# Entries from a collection
■ ■ ■ ■ ■ ■ ■

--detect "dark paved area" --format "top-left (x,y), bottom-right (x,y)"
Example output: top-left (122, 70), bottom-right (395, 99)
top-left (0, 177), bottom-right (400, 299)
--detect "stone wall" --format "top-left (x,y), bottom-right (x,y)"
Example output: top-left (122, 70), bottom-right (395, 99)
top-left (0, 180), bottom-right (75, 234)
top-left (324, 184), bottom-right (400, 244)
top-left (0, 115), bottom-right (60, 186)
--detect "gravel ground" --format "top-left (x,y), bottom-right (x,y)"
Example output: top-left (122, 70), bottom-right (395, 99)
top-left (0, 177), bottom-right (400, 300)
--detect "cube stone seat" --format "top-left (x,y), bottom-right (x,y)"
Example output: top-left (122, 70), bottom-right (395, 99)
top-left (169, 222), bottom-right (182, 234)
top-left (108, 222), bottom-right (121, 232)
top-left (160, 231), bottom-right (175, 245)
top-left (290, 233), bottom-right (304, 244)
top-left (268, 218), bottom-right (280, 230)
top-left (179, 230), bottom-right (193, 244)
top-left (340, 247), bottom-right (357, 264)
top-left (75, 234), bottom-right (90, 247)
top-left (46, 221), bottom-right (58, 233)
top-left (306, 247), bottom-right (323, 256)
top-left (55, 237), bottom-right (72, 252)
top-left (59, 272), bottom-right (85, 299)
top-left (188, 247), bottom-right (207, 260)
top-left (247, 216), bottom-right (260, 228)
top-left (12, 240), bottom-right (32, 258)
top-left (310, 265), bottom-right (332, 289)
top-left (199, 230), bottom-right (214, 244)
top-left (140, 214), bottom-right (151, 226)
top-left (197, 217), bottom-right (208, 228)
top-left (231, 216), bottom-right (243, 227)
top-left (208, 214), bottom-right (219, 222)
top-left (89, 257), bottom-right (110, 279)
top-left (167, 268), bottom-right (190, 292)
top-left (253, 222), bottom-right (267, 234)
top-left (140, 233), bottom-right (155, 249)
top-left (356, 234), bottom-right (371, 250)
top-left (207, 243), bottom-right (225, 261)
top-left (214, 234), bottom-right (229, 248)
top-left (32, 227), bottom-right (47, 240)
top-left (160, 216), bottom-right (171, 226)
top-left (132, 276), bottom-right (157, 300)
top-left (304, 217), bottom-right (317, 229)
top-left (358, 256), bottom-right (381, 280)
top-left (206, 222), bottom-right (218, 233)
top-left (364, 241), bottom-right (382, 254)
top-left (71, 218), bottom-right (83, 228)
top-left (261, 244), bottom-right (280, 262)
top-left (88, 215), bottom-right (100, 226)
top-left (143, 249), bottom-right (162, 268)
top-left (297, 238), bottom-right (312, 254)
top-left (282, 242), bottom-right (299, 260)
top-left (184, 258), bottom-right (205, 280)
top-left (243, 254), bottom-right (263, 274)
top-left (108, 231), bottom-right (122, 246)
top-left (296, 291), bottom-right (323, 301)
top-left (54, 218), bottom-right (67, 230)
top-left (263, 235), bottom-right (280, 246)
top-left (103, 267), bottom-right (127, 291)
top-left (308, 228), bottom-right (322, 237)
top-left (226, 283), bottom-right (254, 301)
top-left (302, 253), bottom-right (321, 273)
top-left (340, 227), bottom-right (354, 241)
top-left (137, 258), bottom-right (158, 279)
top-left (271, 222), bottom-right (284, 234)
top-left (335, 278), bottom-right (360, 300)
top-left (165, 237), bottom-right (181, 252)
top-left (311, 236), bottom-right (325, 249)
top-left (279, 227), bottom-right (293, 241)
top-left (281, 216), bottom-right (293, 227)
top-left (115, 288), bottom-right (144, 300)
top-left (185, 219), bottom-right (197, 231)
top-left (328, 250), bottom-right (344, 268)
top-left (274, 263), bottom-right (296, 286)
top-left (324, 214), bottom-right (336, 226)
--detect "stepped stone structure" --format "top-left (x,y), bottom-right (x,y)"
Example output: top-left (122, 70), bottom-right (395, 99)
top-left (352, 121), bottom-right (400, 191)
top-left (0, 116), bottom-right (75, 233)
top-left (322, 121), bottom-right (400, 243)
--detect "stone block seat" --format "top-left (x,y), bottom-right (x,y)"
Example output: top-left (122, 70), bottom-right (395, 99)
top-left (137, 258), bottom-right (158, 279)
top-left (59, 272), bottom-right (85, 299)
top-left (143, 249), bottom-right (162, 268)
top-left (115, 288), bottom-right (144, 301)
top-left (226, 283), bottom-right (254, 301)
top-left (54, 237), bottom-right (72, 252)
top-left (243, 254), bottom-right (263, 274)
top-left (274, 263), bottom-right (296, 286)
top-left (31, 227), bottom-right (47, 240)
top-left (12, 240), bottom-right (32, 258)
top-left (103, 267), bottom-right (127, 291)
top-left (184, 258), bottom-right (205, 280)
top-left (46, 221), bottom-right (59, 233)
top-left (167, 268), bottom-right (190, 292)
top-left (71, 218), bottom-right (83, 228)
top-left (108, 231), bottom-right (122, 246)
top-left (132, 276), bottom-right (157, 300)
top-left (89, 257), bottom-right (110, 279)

■ ■ ■ ■ ■ ■ ■

# PROBLEM TO WORK ON
Switch every "Example output" to "Sample output" in the material above and give all of its lines again with nothing else changed.

# OUTPUT BELOW
--detect "dark paved area" --format "top-left (x,y), bottom-right (x,y)"
Sample output: top-left (122, 70), bottom-right (395, 99)
top-left (0, 177), bottom-right (400, 299)
--detect "stone wall" --format "top-left (x,y), bottom-right (x,y)"
Sample output: top-left (122, 70), bottom-right (395, 99)
top-left (0, 180), bottom-right (75, 234)
top-left (324, 184), bottom-right (400, 244)
top-left (0, 115), bottom-right (60, 186)
--detect "gravel ground" --format "top-left (x,y), bottom-right (x,y)"
Sample output: top-left (122, 70), bottom-right (395, 99)
top-left (0, 177), bottom-right (400, 300)
--detect "cube stone seat" --format "top-left (x,y), bottom-right (x,y)"
Sample output: top-left (122, 70), bottom-right (395, 99)
top-left (169, 222), bottom-right (182, 234)
top-left (108, 222), bottom-right (121, 232)
top-left (160, 231), bottom-right (175, 245)
top-left (290, 233), bottom-right (304, 244)
top-left (268, 218), bottom-right (280, 230)
top-left (179, 230), bottom-right (193, 244)
top-left (340, 247), bottom-right (357, 264)
top-left (75, 234), bottom-right (90, 247)
top-left (46, 221), bottom-right (58, 233)
top-left (306, 247), bottom-right (323, 256)
top-left (55, 237), bottom-right (72, 252)
top-left (59, 272), bottom-right (85, 299)
top-left (188, 247), bottom-right (207, 260)
top-left (247, 216), bottom-right (260, 228)
top-left (12, 240), bottom-right (32, 258)
top-left (310, 265), bottom-right (332, 289)
top-left (199, 230), bottom-right (214, 244)
top-left (140, 214), bottom-right (151, 226)
top-left (197, 217), bottom-right (208, 228)
top-left (231, 216), bottom-right (243, 227)
top-left (208, 214), bottom-right (219, 222)
top-left (89, 257), bottom-right (110, 279)
top-left (167, 268), bottom-right (190, 292)
top-left (253, 222), bottom-right (267, 234)
top-left (140, 233), bottom-right (155, 249)
top-left (356, 234), bottom-right (371, 250)
top-left (207, 243), bottom-right (225, 261)
top-left (214, 234), bottom-right (229, 248)
top-left (32, 227), bottom-right (47, 240)
top-left (160, 216), bottom-right (171, 226)
top-left (132, 276), bottom-right (157, 300)
top-left (304, 217), bottom-right (317, 229)
top-left (358, 256), bottom-right (381, 280)
top-left (206, 222), bottom-right (218, 233)
top-left (364, 241), bottom-right (382, 254)
top-left (71, 218), bottom-right (83, 228)
top-left (261, 244), bottom-right (280, 262)
top-left (88, 215), bottom-right (100, 226)
top-left (143, 249), bottom-right (162, 268)
top-left (297, 238), bottom-right (312, 254)
top-left (282, 242), bottom-right (299, 260)
top-left (184, 258), bottom-right (205, 280)
top-left (243, 254), bottom-right (263, 274)
top-left (108, 231), bottom-right (122, 246)
top-left (296, 291), bottom-right (323, 301)
top-left (54, 218), bottom-right (67, 230)
top-left (263, 235), bottom-right (280, 246)
top-left (103, 267), bottom-right (127, 291)
top-left (308, 228), bottom-right (322, 237)
top-left (226, 283), bottom-right (254, 301)
top-left (302, 253), bottom-right (321, 273)
top-left (340, 227), bottom-right (354, 241)
top-left (137, 258), bottom-right (158, 279)
top-left (271, 222), bottom-right (284, 234)
top-left (335, 278), bottom-right (360, 300)
top-left (165, 237), bottom-right (181, 252)
top-left (311, 236), bottom-right (325, 249)
top-left (279, 227), bottom-right (293, 241)
top-left (281, 216), bottom-right (293, 227)
top-left (115, 288), bottom-right (144, 300)
top-left (185, 219), bottom-right (197, 231)
top-left (328, 250), bottom-right (344, 268)
top-left (274, 263), bottom-right (296, 286)
top-left (324, 214), bottom-right (336, 226)
--detect "stepped stone structure" --format "top-left (x,y), bottom-right (x,y)"
Sample output: top-left (122, 70), bottom-right (395, 99)
top-left (352, 121), bottom-right (400, 191)
top-left (0, 116), bottom-right (75, 233)
top-left (322, 121), bottom-right (400, 243)
--detect "stone block seat" --format "top-left (x,y), bottom-right (x,y)"
Sample output: top-left (122, 70), bottom-right (395, 99)
top-left (137, 258), bottom-right (158, 279)
top-left (59, 272), bottom-right (85, 299)
top-left (143, 249), bottom-right (162, 268)
top-left (115, 288), bottom-right (144, 301)
top-left (226, 283), bottom-right (254, 301)
top-left (54, 237), bottom-right (72, 252)
top-left (243, 254), bottom-right (263, 274)
top-left (274, 263), bottom-right (296, 286)
top-left (31, 227), bottom-right (47, 240)
top-left (12, 240), bottom-right (32, 258)
top-left (103, 267), bottom-right (127, 291)
top-left (184, 258), bottom-right (205, 280)
top-left (46, 221), bottom-right (59, 233)
top-left (167, 268), bottom-right (190, 292)
top-left (71, 218), bottom-right (83, 228)
top-left (108, 231), bottom-right (122, 246)
top-left (132, 276), bottom-right (157, 300)
top-left (89, 257), bottom-right (110, 279)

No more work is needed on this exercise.